Data extracts:
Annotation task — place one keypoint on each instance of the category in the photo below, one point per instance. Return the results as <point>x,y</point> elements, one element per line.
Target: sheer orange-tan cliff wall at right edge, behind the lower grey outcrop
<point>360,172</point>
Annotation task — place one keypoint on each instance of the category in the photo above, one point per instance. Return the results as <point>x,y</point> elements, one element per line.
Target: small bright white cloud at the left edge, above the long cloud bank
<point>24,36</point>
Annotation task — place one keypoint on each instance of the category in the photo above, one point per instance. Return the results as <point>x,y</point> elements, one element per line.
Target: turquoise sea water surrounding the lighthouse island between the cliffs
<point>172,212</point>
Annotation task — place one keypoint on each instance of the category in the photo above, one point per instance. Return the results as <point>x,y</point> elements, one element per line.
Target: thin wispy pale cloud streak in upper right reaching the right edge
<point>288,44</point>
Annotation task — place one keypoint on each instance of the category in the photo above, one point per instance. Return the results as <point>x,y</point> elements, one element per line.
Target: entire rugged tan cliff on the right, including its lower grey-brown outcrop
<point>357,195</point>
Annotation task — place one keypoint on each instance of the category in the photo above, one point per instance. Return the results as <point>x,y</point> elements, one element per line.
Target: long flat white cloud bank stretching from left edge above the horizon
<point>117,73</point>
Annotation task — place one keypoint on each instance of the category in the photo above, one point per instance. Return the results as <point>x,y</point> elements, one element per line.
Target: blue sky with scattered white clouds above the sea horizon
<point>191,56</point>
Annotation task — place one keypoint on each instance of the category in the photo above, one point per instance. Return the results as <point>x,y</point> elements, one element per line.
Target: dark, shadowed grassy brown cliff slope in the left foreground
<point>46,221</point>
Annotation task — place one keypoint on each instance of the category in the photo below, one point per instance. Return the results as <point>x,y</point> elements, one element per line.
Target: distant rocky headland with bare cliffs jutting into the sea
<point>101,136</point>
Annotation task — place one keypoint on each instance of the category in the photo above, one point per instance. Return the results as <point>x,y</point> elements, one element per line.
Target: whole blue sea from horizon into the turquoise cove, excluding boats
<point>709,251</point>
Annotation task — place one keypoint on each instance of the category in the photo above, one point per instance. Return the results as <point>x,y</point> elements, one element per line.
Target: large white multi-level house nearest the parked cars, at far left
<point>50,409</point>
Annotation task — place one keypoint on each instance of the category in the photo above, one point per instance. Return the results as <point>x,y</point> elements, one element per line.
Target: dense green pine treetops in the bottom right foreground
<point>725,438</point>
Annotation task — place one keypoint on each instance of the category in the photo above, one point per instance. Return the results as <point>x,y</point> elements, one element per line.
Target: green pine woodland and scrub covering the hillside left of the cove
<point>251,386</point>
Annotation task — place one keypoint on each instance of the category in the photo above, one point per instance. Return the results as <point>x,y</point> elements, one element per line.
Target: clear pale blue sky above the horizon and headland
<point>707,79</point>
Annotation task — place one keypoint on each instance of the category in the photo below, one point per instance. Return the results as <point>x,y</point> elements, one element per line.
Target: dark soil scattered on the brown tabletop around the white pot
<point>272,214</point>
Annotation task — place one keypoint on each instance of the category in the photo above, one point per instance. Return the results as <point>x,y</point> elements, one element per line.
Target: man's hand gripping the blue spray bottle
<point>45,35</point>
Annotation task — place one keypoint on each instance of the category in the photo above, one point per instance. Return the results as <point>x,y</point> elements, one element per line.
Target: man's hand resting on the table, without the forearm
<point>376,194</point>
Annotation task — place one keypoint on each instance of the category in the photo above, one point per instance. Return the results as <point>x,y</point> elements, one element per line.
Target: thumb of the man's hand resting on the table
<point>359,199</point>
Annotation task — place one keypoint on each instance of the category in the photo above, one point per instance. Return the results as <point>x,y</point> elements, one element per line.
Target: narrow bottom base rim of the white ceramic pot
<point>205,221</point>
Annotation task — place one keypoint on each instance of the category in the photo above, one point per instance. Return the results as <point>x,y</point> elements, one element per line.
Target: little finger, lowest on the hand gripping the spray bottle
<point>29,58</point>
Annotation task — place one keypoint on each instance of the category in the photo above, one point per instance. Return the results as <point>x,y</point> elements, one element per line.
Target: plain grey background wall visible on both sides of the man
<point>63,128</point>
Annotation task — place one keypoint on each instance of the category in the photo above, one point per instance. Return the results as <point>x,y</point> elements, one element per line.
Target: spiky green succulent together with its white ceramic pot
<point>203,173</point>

Problem to solve:
Nothing but the complete listing, repeated exactly, belongs in the answer.

Exercise response:
Annotation task — place one keypoint on each instance of the category in the photo below, one point per instance. Return the results as <point>x,y</point> elements, one element per line.
Target: sheer orange-tan cliff wall at right edge, behind the lower grey outcrop
<point>360,172</point>
Annotation task — place one keypoint on each instance of the category in the photo above, one point per instance. Return the results as <point>x,y</point> elements, one element per line.
Target: small bright white cloud at the left edge, above the long cloud bank
<point>24,36</point>
Annotation task — place one keypoint on each instance of the category in the photo above, one point per instance. Return the results as <point>x,y</point> elements, one element per line.
Target: turquoise sea water surrounding the lighthouse island between the cliffs
<point>172,212</point>
Annotation task — place one keypoint on each instance of the category in the photo above, one point per instance. Return the results as <point>x,y</point> elements, one element per line.
Target: thin wispy pale cloud streak in upper right reaching the right edge
<point>288,44</point>
Annotation task — place one keypoint on each instance of the category in the photo above, one point per instance. Return the results as <point>x,y</point> elements, one element per line.
Target: entire rugged tan cliff on the right, including its lower grey-brown outcrop
<point>357,195</point>
Annotation task — place one keypoint on each instance of the category in the photo above, one point per instance. Return the results as <point>x,y</point> elements, one element per line.
Target: long flat white cloud bank stretching from left edge above the horizon
<point>117,73</point>
Annotation task — place one keypoint on each instance of the category in the photo above, one point per instance. Return the results as <point>x,y</point> elements, one element per line.
Target: blue sky with scattered white clouds above the sea horizon
<point>191,56</point>
Annotation task — place one keypoint on each instance of the category in the photo above, one point per instance. Return the results as <point>x,y</point> elements, one element per line.
Target: dark, shadowed grassy brown cliff slope in the left foreground
<point>46,221</point>
Annotation task — place one keypoint on each instance of the category in the photo below, one point per instance. Return the results as <point>x,y</point> elements, one element per line.
Target: distant rocky headland with bare cliffs jutting into the sea
<point>101,136</point>
Annotation task — place one keypoint on each instance of the category in the photo above, one point per instance. Return the results as <point>x,y</point> elements, one element per line.
Target: whole blue sea from horizon into the turquoise cove, excluding boats
<point>709,251</point>
Annotation task — place one keypoint on each instance of the category in the photo above, one point per instance. Return the results as <point>x,y</point> elements, one element per line.
Target: large white multi-level house nearest the parked cars, at far left
<point>50,409</point>
Annotation task — place one keypoint on each instance of the category in the photo above, one point per instance. Return the results as <point>x,y</point> elements, one element per line.
Target: dense green pine treetops in the bottom right foreground
<point>725,438</point>
Annotation task — place one keypoint on each instance of the category in the photo above, one point per instance. Return the results as <point>x,y</point> elements, one element per line.
Target: green pine woodland and scrub covering the hillside left of the cove
<point>251,386</point>
Annotation task — place one keypoint on each instance of the category in the photo above, one point per instance. Return the results as <point>x,y</point> elements, one element per line.
Target: clear pale blue sky above the horizon and headland
<point>707,79</point>
Annotation task — place one keypoint on each instance of the category in the photo below, one point per instance. Return the results as <point>x,y</point> elements, one element per line.
Target: dark soil scattered on the brown tabletop around the white pot
<point>272,214</point>
Annotation task — place one keypoint on each instance of the category in the photo above, one point per instance. Return the results as <point>x,y</point> elements, one element per line.
Target: man's hand gripping the blue spray bottle
<point>45,35</point>
Annotation task — place one keypoint on each instance of the category in the photo above, one point per instance. Return the results as <point>x,y</point> elements, one element per line.
Target: man's hand resting on the table, without the forearm
<point>376,194</point>
Annotation task — place one keypoint on each instance of the category in the photo above, one point per instance. Return the results as <point>x,y</point> elements, one element per line.
Target: thumb of the man's hand resting on the table
<point>359,199</point>
Annotation task — place one keypoint on each instance of the category in the photo above, one point per instance. Return the results as <point>x,y</point> elements, one element per line.
Target: narrow bottom base rim of the white ceramic pot
<point>205,221</point>
Annotation task — place one keypoint on each instance of the category in the photo above, one point per instance. Return the results as <point>x,y</point> elements, one element per line.
Target: little finger, lowest on the hand gripping the spray bottle
<point>29,58</point>
Annotation task — place one keypoint on each instance of the category in the photo above, one point per instance. Return the results as <point>x,y</point> elements, one element per line.
Target: plain grey background wall visible on both sides of the man
<point>63,128</point>
Annotation task — place one keypoint on each instance of the category in the photo above, one point per instance. Return the results as <point>x,y</point> elements, one element per line.
Target: spiky green succulent together with its white ceramic pot
<point>203,173</point>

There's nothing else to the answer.